**WHAT TO DO**
1. Translate this sentence from the transcript into Spanish: "Anything quantum-related, you need to remove the nuclear spin."
2. Rewrite everything from "Yes. Can you" down to "wanted to know." in the transcript, swapping "Carbon-12" for "Carbon-13".
(GIVEN TEXT Opens)
You've got all sorts of things like thermal throttling, where the chip reduces its speed if it gets too hot. The beauty about isotopically pure silicon-28 versus normal silicon-28 is, think of it this way. A wafer is like a lattice. Picture a page. There are 1,000 dots on it, and those dots are neatly organized in rows and columns. Perfectly perfect lattices. Now, picture that, say, 3% of those dots are moving in a completely random, haphazard way, and the rest of them are all moving north-south on the page. Because they're all interlocked, that crystalline lattice is locked in place. Because you've got these 3% of atoms that are just jumping all over the place, the entire lattice has a completely random, unpredictable way in which it vibrates. When you're shooting current or electrons through it, the electrons have to go in between the nuclei.

They've got to go down the paths of where you've got all of these little balls. Every single time that a nucleus hits one of these electrons, it marks a north course. If you remove the naughty atoms that are moving in a haphazard way and you have all of your particles all moving north-south and you shoot your electrons north-south down the columns in between these atoms, electrons don't get knocked off course. Long and the short, you dissipate heat faster, current moves faster through it, and you end up with the ability to put a couple more transistors on the chip, therefore more power. That's the really, really simplified way of thinking about how silicon-28 is really going to enhance chips.

Paul Mann
CEO, ASP Isotopes

Great. Yeah, it's more and I'm more nice than about semiconductors. That was fantastic. Thank you, Stef. In terms of revenues of 2025, we haven't given guidance. We're talking to a lot of customers, and we'll update contracts as and when we get them to the marketplace. We're talking to a lot of interest in what we're doing there. Next question, please, Craig.

Craig Brelsford
Strategic Account Specialist, RedChip Companies

Yes. Can you provide an update on Carbon-14? Is there a penalty to your customer for the delay in the feedstock supply? Also, what is Carbon-12 used for? What is the potential market size? I know there's a lot, but that's what they wanted to know.

Paul Mann
CEO, ASP Isotopes

Yeah. So Carbon-14, you know we're going to take over the procurement of Carbon-14 now rather than the customer. I think we've got better engineers who can do it better. We'll start that fairly soon. That should accelerate and get it back on track, or at least make up some of the lost time. Yes, there is a penalty. I believe about a $2 million penalty can be charged to the customer for the delay. Carbon-12 is used. I'm kind of stretching my knowledge here, but I'm sure I'm Jacob on the line. Carbon-12 is used for, I think, quantum sensing, which is used in next-generation. Ryno and Stef are nodding, so that's good. That's a positive sign. Carbon sensing, which is used in next-generation GPSs. Ryno says electronic warfare is a lot worse than was originally expected or modeled or marketed.

The world needs new GPSs and things like that kind of stuff. Carbon-12 goes into that. Anything else you've got to say? I didn't say it there, Stef and Ryno .

Stefano Marani
CEO, Renergen

Essentially, anything quantum. Anything quantum-related, you need to remove the nuclear spin.

Craig Brelsford
Strategic Account Specialist, RedChip Companies

Yep. Gentlemen, other than party balloons, what is helium used for? Can you get Helium-3 from the Renergen site?
(GIVEN TEXT Closes)
(DATA RECORDS Opens)
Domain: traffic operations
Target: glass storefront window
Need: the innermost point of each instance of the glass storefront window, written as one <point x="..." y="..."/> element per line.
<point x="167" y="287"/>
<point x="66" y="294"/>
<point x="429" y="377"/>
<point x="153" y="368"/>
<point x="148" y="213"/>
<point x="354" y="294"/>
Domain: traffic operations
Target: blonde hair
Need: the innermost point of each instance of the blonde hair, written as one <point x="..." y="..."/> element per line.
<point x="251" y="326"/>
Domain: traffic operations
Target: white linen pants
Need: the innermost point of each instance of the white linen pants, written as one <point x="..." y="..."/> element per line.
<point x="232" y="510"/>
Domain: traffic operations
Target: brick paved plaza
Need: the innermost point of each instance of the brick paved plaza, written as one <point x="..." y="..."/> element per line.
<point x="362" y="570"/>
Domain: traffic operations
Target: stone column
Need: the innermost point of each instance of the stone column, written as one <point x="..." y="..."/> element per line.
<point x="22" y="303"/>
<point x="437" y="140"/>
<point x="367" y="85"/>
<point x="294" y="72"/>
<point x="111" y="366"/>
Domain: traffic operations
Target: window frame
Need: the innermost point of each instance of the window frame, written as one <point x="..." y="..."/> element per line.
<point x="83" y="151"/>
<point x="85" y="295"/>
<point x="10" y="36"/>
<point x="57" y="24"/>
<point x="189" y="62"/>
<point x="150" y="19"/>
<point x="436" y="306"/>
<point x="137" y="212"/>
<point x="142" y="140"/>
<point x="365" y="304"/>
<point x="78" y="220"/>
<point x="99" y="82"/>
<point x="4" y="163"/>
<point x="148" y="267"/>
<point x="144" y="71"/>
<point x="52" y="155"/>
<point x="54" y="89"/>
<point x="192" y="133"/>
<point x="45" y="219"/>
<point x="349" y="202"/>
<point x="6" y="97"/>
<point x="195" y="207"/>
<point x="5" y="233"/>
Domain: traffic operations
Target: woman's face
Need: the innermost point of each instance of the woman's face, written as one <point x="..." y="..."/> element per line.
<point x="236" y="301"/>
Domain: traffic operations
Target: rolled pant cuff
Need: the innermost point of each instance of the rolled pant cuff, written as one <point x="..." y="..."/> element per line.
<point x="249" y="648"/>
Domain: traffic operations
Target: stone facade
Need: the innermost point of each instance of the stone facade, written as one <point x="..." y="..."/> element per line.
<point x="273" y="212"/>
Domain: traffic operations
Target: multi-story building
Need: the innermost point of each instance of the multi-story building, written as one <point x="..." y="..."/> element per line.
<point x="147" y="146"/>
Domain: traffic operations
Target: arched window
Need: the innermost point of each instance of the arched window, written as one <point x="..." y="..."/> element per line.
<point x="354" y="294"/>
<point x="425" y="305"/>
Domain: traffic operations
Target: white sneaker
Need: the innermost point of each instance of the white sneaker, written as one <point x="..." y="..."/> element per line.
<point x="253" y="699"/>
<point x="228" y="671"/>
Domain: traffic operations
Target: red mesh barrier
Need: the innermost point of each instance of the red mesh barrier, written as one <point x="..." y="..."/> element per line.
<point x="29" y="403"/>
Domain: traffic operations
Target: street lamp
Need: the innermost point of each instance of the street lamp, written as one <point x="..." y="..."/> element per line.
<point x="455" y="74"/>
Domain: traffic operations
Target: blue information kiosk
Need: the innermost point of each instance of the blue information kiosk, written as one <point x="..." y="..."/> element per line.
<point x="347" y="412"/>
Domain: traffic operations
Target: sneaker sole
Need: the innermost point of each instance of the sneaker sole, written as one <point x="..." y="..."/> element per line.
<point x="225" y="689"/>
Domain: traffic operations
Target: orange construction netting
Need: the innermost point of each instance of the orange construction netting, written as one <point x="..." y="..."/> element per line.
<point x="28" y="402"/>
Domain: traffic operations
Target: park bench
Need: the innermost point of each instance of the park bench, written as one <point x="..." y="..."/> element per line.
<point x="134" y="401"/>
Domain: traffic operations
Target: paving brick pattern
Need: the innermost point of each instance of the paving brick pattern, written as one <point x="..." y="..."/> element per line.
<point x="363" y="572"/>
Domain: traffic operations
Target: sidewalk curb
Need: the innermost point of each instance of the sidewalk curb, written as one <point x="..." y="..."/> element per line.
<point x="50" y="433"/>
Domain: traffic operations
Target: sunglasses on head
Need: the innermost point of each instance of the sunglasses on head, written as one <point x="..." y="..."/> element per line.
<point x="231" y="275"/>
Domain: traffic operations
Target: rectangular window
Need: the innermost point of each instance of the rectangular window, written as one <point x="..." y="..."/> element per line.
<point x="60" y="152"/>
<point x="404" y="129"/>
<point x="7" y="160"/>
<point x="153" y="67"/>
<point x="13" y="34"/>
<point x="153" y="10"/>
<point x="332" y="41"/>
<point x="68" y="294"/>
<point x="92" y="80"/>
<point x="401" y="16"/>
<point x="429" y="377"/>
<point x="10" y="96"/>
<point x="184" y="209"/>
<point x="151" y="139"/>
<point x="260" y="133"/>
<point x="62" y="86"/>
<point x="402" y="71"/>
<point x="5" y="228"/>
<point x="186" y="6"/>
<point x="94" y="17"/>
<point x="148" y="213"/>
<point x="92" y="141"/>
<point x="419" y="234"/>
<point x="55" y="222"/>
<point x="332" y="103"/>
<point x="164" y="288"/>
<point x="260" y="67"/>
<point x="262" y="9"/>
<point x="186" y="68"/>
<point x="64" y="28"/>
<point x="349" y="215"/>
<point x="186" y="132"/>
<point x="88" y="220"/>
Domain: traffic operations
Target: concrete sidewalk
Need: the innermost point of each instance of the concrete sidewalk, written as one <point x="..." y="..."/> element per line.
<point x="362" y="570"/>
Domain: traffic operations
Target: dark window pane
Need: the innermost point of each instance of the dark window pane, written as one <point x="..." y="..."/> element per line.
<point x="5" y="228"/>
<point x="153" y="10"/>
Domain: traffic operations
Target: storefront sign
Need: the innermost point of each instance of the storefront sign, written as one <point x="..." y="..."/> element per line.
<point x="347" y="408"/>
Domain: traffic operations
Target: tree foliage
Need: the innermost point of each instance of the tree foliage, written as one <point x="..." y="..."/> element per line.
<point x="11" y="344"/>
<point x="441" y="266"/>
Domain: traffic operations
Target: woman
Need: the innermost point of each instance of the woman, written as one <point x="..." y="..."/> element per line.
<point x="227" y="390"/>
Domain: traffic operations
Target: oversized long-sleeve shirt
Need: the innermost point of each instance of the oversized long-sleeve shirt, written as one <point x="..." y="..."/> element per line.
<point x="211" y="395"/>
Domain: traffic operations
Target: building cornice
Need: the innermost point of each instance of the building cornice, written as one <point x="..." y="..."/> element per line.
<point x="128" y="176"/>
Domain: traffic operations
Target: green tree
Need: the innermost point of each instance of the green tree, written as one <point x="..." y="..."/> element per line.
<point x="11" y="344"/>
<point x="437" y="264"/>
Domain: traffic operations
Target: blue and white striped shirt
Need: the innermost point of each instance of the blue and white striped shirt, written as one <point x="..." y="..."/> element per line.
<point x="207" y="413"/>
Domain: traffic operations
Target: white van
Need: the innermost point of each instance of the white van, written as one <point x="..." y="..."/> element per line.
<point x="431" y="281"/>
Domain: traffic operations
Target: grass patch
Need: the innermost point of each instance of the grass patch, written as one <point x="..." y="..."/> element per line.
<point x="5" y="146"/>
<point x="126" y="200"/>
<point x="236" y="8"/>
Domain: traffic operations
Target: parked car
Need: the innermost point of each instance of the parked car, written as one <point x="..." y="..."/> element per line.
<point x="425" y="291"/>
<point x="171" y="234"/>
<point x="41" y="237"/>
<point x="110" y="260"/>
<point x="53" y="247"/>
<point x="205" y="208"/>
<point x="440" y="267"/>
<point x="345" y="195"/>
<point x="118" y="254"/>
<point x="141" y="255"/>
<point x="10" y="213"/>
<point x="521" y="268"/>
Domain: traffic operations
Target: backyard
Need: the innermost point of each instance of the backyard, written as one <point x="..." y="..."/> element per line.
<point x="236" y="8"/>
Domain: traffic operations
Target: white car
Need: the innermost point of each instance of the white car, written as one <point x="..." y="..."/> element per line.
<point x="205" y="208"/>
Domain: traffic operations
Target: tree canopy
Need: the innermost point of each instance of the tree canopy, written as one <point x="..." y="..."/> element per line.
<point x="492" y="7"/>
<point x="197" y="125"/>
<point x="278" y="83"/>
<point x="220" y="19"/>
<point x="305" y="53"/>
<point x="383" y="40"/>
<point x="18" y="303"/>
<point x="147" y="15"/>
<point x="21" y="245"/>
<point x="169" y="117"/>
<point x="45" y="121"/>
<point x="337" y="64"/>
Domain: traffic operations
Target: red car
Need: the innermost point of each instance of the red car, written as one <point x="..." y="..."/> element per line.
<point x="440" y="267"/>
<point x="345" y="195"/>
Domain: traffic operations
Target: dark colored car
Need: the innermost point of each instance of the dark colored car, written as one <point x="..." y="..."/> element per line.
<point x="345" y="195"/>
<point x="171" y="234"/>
(DATA RECORDS Closes)
**TASK RESPONSES**
1. Para cualquier cosa relacionada con lo cuántico, hay que eliminar el espín nuclear.

2.
Yes. Can you provide an update on Carbon-14? Is there a penalty to your customer for the delay in the feedstock supply? Also, what is Carbon-13 used for? What is the potential market size? I know there's a lot, but that's what they wanted to know.